To do:
Each line of the listing needs to be given again exactly.

*** Opening Data supplied ***

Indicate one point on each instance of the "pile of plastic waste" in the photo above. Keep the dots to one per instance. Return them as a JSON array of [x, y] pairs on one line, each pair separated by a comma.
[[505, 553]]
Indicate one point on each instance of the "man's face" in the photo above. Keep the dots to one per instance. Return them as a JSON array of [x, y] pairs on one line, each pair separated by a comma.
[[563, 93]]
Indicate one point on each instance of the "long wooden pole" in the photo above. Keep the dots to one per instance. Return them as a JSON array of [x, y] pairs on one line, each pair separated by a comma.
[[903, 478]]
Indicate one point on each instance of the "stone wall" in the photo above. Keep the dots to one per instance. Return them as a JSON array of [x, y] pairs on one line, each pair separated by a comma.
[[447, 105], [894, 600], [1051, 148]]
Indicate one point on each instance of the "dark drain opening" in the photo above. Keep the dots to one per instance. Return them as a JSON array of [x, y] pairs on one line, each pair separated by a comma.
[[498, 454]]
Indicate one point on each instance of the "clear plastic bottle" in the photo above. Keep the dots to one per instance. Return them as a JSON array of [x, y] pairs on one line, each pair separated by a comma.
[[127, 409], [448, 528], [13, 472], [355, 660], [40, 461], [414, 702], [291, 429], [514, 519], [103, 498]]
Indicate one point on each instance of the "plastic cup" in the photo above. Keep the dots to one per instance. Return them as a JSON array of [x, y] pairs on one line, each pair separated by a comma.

*** Closing Data supplied ***

Task result:
Indicate one point on each instance of the "pile of plastic waste" in the photo above. Keep the dots to one per instance. Return them as a JSON array of [x, y] pairs on one line, each pair separated by a comma.
[[505, 553]]
Indicate one point on each instance of the "man's face" in the photo above. Keep the dots to one per instance. Return them as a JSON array of [x, y] pairs on one line, each pair separated by a comma.
[[563, 93]]
Indicate one point on each instance of the "long wooden pole" in the photo above. Keep the dots to one per instance. Return them as a JSON array of [x, y] pairs on one line, each pair separated by a comma.
[[903, 478]]
Indicate one point on each instance of the "stone wall" in the photo above. Keep the dots to one per instance. Return them as a JSON array of [x, y] pairs on one line, each pair separated by a comma.
[[447, 105], [894, 600], [1051, 148]]
Indicate one point on each instance of the "dark drain opening" in the photo above. Keep the dots to one per instance. Return them as a JSON array of [x, y] pairs on one line, each pair separated by a comma.
[[498, 454]]
Indicate one point on each instance of the "clear plastic bottle" in the photo above. Keep the dots to one per instance. Return them as a JSON array of [x, y] pairs on one line, each pair separated by a comma.
[[127, 409], [448, 528], [13, 472], [355, 660], [40, 461], [414, 702], [291, 429], [514, 519], [103, 498]]
Indicate one point on each instance of the "plastic cup" in the photo above. Keep the dots to one per instance. Return them as a JSON array of [x, y] pairs on one line, each pair separated by a comma.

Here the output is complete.